MATERIAL SHOWN>

● ● ● ●

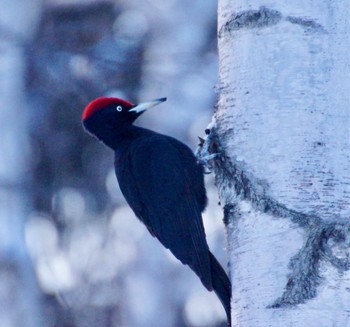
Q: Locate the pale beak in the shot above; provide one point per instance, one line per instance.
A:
(141, 107)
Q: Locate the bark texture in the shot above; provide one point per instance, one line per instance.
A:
(282, 169)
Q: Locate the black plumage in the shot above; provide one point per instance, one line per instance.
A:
(163, 183)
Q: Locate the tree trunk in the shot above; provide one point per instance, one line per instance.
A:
(19, 293)
(282, 169)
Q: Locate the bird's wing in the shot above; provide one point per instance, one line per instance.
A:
(170, 209)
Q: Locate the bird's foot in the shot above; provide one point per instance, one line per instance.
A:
(203, 153)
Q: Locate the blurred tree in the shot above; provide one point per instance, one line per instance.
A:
(283, 138)
(20, 297)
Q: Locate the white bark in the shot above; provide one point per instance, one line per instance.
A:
(19, 295)
(283, 170)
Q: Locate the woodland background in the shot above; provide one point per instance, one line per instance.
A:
(75, 255)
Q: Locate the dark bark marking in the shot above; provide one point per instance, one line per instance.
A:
(265, 17)
(262, 17)
(322, 238)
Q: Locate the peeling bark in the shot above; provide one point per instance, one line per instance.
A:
(282, 145)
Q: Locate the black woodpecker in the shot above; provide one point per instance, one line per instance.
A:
(163, 183)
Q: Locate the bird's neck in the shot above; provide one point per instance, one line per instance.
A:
(117, 138)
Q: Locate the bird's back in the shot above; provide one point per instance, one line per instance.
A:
(163, 184)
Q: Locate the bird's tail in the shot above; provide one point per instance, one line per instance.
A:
(222, 286)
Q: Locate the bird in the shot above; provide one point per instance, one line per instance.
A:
(163, 183)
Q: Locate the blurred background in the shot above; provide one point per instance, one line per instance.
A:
(72, 253)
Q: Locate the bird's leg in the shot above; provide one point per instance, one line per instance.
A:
(203, 152)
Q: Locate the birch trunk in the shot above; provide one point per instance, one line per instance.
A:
(19, 293)
(283, 138)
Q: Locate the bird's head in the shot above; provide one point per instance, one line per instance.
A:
(103, 115)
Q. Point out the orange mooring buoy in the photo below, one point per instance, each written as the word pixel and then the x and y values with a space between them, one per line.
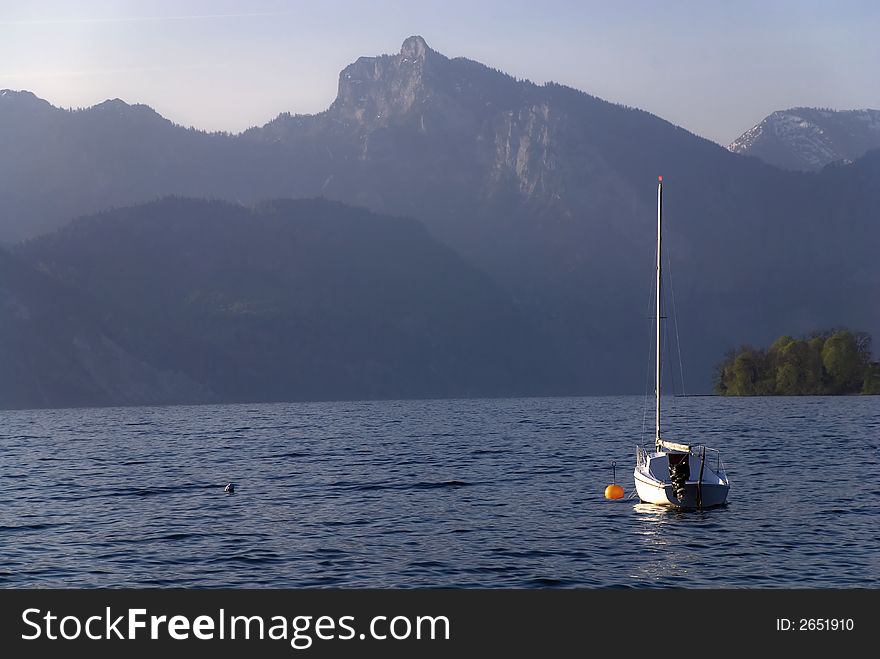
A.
pixel 614 491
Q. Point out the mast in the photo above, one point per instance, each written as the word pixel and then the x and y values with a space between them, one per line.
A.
pixel 657 374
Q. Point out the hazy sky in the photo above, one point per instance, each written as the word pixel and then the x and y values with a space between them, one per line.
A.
pixel 713 67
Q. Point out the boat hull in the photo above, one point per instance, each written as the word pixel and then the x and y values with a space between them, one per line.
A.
pixel 705 495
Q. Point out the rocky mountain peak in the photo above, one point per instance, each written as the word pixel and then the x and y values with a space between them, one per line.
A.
pixel 807 139
pixel 415 48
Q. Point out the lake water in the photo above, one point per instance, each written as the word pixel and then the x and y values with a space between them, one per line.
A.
pixel 461 493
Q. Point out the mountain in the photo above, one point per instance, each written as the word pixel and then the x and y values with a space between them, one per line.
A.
pixel 289 300
pixel 57 349
pixel 807 139
pixel 547 190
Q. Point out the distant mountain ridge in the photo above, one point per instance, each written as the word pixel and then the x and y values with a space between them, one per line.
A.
pixel 186 300
pixel 547 190
pixel 808 139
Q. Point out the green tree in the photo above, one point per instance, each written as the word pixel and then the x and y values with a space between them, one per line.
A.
pixel 843 363
pixel 871 384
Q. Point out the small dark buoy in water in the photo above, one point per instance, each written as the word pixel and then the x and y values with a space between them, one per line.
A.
pixel 614 491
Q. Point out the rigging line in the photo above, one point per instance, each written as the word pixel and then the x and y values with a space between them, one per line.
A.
pixel 675 320
pixel 649 307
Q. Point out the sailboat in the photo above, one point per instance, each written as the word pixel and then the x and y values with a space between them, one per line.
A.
pixel 678 474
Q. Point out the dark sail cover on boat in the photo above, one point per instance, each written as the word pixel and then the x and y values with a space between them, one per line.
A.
pixel 679 473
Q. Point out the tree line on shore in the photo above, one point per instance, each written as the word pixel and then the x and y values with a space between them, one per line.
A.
pixel 827 362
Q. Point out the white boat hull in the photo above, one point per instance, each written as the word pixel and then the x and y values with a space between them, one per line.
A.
pixel 654 485
pixel 705 495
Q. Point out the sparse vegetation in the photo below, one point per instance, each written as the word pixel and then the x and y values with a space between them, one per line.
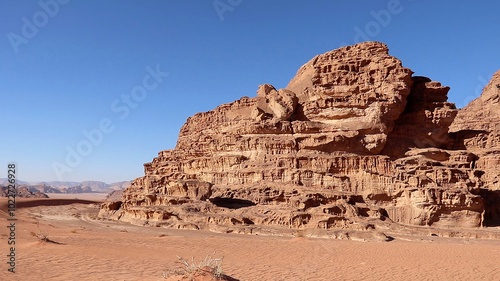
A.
pixel 209 265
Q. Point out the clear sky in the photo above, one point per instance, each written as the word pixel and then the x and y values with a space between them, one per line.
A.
pixel 92 89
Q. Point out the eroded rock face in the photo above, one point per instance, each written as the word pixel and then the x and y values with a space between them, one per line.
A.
pixel 353 141
pixel 477 129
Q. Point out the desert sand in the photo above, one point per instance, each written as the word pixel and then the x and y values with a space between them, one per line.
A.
pixel 90 249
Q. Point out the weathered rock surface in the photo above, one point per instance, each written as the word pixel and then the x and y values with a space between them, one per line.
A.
pixel 353 141
pixel 22 192
pixel 477 129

● ● ● ●

TO DO>
State how many lines of the listing include "water", and nothing more.

ANSWER SPACE>
2